Scan the entries below for lines holding "hair". Give the number of such lines alone.

**** Exercise data

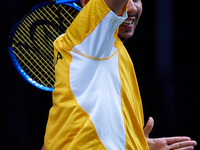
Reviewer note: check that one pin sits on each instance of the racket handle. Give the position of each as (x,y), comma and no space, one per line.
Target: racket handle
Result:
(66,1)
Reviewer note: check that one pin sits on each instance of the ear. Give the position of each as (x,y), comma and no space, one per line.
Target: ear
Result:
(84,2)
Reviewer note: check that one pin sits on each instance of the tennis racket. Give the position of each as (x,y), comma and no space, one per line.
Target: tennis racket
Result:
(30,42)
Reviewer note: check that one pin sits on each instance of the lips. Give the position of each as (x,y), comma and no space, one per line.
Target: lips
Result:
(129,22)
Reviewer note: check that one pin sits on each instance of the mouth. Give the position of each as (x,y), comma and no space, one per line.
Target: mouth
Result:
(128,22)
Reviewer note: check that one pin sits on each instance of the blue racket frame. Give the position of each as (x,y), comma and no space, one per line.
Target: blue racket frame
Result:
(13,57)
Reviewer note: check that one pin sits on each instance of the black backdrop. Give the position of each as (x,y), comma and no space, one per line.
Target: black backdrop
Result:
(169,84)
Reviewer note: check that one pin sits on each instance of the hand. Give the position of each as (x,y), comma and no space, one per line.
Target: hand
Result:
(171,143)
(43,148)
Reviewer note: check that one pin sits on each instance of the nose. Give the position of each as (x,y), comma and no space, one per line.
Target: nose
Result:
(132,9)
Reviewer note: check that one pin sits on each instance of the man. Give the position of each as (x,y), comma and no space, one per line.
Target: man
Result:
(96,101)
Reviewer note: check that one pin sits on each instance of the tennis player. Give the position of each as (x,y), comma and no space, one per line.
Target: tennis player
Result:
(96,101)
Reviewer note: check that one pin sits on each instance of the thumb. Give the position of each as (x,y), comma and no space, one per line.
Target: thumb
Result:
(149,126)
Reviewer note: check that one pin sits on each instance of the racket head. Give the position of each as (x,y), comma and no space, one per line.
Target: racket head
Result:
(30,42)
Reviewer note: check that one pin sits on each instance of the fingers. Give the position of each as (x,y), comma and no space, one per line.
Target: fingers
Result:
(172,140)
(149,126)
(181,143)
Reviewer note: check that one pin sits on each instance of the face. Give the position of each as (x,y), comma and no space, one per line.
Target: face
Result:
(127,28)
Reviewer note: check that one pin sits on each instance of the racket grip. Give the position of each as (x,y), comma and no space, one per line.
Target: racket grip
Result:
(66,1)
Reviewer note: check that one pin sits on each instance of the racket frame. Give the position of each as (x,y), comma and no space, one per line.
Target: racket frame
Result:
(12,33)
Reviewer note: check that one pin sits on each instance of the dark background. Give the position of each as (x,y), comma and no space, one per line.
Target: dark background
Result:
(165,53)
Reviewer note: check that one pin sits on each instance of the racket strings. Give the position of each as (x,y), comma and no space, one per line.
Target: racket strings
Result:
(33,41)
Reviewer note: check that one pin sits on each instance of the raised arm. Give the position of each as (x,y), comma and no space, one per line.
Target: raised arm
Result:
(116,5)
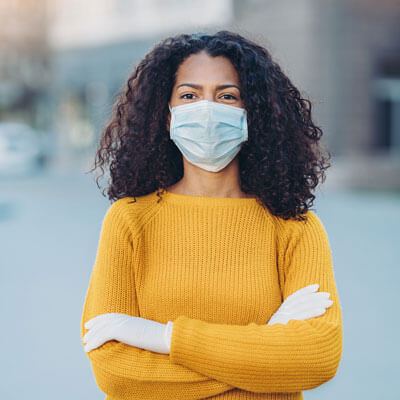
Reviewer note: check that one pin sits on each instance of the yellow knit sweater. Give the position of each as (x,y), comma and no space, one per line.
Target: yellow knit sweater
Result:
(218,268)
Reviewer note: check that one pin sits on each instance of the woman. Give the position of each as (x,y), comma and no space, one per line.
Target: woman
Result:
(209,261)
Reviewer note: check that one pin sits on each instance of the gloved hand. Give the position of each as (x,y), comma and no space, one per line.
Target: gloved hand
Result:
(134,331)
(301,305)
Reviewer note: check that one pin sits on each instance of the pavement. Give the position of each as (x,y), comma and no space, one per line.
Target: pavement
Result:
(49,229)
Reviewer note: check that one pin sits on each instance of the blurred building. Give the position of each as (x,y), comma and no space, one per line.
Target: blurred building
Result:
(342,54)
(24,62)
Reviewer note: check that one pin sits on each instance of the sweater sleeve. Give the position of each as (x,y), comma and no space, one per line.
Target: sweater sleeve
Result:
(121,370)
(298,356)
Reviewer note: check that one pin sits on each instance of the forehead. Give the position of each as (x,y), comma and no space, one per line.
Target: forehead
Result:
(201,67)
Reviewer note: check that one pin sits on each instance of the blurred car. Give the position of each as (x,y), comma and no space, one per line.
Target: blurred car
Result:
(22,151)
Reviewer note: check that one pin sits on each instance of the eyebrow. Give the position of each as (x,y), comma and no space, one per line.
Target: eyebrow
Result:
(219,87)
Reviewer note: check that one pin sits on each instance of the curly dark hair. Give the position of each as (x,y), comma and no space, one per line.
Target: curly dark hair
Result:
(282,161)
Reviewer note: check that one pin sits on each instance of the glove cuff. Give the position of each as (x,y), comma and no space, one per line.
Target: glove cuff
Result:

********

> Answer to this problem:
2